Task description:
Write out every one of the entries below word for word, leaving out the pictures.
· · · · · · ·
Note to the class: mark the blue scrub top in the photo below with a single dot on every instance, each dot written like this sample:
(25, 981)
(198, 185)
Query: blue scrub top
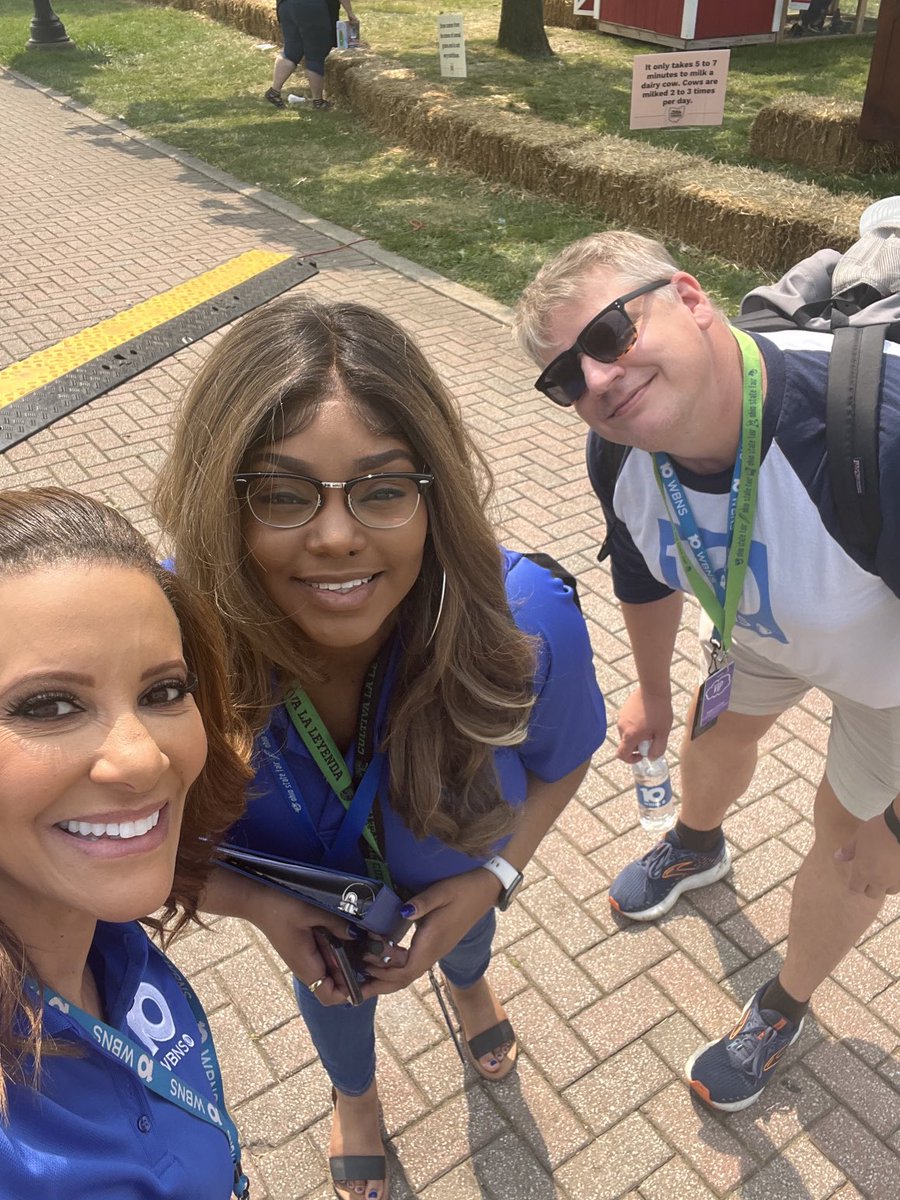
(567, 725)
(93, 1129)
· · · · · · ·
Exercise result:
Note to the class: mark the blue scrub top in the photo below with a single dot on every instance, each dot written like this sample:
(25, 981)
(198, 185)
Query: blue scrub top
(567, 725)
(93, 1129)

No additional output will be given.